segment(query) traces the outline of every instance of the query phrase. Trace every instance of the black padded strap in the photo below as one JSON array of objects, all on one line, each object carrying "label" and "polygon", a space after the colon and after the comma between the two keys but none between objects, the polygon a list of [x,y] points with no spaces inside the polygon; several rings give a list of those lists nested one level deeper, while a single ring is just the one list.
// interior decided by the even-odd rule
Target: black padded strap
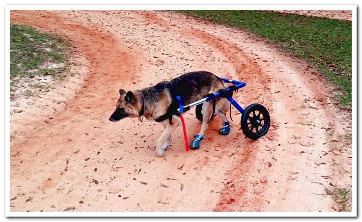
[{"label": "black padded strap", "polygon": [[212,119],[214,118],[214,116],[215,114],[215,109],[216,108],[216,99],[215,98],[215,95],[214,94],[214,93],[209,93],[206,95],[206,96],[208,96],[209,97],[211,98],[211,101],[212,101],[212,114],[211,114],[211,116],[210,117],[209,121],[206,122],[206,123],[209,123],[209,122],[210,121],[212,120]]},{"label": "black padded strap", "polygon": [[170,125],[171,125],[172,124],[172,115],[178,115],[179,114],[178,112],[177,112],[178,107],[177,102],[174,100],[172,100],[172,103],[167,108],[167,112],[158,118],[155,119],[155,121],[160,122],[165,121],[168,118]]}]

★ ★ ★ ★ ★ ★ ★

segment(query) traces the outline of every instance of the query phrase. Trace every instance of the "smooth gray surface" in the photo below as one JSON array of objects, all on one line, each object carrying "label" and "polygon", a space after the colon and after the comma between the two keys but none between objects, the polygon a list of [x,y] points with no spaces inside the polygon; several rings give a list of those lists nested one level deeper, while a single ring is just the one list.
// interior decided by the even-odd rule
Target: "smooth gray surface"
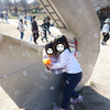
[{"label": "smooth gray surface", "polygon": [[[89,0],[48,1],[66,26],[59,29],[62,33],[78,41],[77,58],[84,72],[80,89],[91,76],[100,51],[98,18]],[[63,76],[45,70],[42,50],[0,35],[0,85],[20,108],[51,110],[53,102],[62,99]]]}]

★ ★ ★ ★ ★ ★ ★

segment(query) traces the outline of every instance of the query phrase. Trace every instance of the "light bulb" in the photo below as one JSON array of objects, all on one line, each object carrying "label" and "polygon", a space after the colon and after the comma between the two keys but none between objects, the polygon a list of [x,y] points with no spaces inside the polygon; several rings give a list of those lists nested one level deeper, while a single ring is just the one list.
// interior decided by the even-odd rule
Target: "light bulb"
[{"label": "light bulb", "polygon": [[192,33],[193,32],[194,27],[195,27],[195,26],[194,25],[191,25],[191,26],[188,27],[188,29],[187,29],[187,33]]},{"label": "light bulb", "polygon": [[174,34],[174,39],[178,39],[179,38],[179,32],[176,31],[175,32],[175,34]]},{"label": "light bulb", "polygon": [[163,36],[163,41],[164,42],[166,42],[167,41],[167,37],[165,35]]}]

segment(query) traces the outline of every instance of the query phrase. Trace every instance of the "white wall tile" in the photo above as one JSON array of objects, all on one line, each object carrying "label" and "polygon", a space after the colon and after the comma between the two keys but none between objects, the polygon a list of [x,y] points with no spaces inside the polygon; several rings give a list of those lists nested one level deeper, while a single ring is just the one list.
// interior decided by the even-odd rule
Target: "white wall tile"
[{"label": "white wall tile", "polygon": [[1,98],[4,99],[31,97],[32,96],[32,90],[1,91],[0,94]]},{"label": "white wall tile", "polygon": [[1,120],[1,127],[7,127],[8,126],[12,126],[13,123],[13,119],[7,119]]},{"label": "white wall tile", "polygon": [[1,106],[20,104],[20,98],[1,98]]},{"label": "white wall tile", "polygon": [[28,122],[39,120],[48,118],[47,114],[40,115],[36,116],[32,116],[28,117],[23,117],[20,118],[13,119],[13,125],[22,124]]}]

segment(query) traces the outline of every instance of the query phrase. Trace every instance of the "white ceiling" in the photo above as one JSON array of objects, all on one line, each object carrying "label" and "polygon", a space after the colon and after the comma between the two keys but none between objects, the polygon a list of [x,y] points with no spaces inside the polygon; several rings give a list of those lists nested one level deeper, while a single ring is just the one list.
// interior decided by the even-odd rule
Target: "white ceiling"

★ ★ ★ ★ ★ ★ ★

[What is asked]: Copy out, character for character, every line between the line holding "of the black" and the line holding "Target: black padded strap", inclusive.

[Exercise response]:
segment(query) traces the outline of every instance of the query phrase. Trace every instance of the black padded strap in the photo below as one JSON array of objects, all on one line, each object carrying "label" and "polygon", a space after the colon and after the comma between the two keys but none between objects, the polygon a list of [x,y] points with no spaces inside the polygon; several rings give a list of those lists nested one level deeper, while a single ring is just the one list.
// interior decided by the even-odd rule
Target: black padded strap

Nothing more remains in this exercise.